• _PROBLEM DESCRIPTION_
Only a number is wanted here: the count of lines in the entries below that contain the word "pick".

[SOURCE MATERIAL Boundary: Start]

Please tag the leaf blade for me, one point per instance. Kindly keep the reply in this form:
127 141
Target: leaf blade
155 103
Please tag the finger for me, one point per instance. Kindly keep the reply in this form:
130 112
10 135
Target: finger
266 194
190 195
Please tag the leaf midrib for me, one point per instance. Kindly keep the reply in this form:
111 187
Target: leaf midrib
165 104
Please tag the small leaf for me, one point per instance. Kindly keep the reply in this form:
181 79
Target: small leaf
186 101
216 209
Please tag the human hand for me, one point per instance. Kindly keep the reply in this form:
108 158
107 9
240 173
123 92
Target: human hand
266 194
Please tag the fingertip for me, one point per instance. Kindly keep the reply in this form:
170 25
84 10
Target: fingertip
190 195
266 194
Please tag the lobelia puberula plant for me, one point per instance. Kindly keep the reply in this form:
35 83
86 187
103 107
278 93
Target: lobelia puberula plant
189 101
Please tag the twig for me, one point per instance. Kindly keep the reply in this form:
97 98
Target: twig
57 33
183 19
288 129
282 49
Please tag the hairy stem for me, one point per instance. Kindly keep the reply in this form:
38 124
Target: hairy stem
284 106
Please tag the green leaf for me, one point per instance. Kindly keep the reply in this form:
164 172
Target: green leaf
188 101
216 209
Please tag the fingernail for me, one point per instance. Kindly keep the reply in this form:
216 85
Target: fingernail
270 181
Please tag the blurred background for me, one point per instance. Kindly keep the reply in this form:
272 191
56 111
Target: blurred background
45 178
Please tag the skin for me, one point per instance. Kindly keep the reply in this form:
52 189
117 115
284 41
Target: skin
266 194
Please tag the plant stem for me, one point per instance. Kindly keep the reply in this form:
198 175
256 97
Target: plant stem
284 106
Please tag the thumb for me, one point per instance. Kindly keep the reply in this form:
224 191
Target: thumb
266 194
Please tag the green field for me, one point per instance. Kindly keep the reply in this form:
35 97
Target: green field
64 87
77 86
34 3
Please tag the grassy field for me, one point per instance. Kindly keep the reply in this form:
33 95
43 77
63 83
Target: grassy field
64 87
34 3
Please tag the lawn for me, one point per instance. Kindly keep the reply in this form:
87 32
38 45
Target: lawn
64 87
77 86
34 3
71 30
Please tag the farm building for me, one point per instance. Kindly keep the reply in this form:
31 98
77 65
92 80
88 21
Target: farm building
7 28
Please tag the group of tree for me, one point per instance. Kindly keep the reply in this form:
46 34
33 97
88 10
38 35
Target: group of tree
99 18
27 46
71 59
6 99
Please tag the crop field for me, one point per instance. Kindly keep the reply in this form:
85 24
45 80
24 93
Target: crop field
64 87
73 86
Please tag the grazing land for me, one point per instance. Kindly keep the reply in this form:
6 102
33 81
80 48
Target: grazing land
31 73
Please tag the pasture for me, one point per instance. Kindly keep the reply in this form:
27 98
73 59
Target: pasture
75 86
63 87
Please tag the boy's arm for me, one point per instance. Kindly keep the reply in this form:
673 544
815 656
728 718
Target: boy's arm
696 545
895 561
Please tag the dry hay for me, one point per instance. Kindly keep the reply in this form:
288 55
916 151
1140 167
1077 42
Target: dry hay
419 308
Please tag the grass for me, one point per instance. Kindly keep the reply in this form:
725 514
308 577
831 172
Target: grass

[SOURCE MATERIAL Boundary: End]
[SOURCE MATERIAL Boundary: Start]

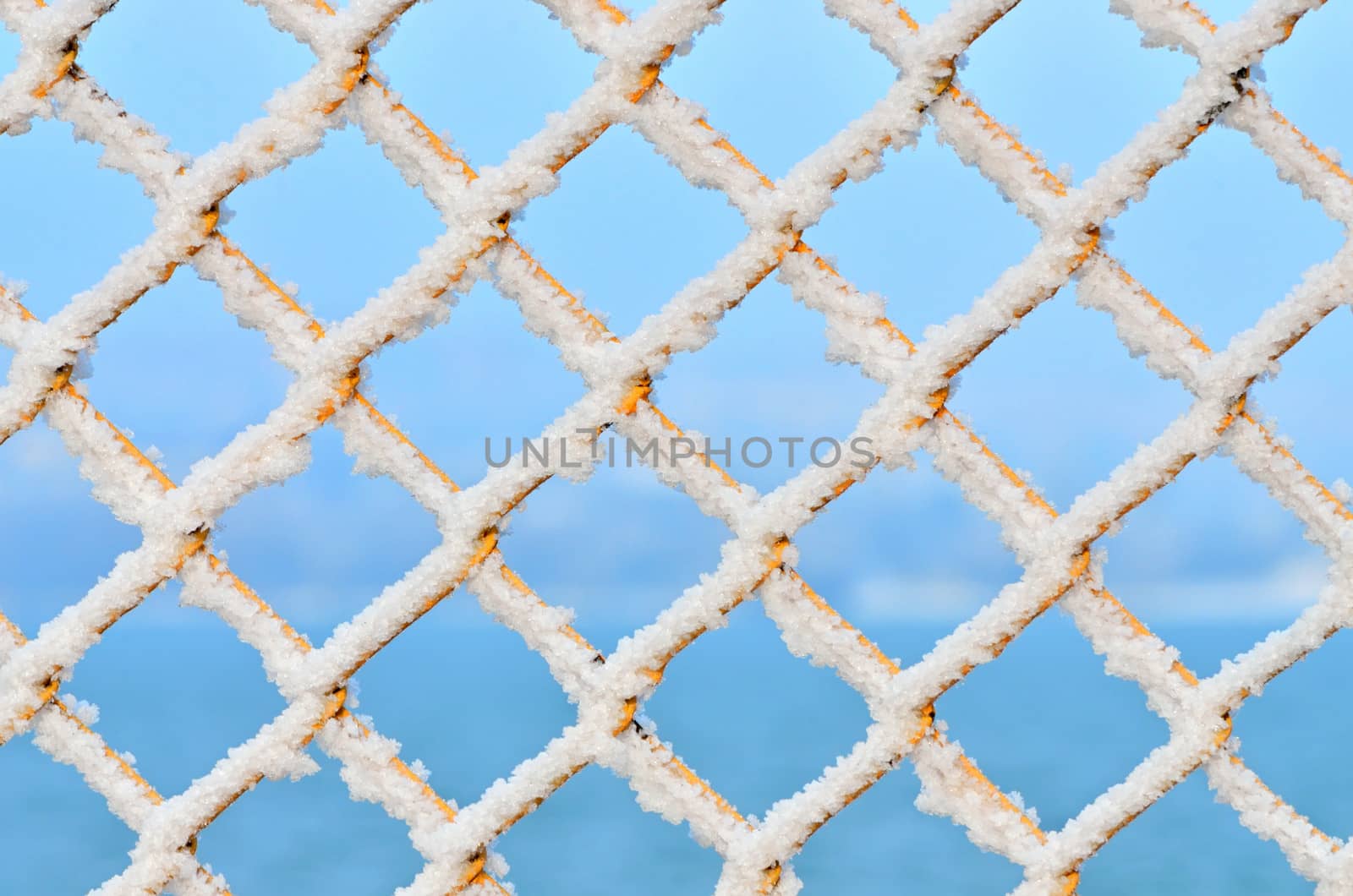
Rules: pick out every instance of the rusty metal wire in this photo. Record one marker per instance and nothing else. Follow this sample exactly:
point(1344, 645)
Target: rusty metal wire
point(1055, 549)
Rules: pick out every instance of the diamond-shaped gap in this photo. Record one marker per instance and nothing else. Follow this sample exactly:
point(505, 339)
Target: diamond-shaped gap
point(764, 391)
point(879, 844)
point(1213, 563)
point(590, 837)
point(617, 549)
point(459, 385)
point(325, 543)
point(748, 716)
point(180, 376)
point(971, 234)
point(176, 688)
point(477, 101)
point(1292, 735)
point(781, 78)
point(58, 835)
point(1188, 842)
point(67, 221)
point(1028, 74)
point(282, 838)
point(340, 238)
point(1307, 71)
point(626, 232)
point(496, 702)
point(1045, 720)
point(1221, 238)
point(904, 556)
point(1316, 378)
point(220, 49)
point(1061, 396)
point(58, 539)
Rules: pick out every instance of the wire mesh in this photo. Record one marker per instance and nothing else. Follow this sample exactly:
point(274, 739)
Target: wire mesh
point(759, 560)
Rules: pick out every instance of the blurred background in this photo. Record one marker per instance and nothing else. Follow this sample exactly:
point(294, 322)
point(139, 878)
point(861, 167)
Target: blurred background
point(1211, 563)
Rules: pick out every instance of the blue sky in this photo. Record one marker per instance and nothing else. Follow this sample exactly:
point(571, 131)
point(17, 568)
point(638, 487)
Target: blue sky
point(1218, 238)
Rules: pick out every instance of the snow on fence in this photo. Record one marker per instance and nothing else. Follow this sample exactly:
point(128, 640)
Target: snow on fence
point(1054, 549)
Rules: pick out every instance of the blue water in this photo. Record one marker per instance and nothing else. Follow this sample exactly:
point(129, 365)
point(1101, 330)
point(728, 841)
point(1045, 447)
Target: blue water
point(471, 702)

[SOURCE MATERIAL Boundary: End]

• _ANSWER SPACE_
7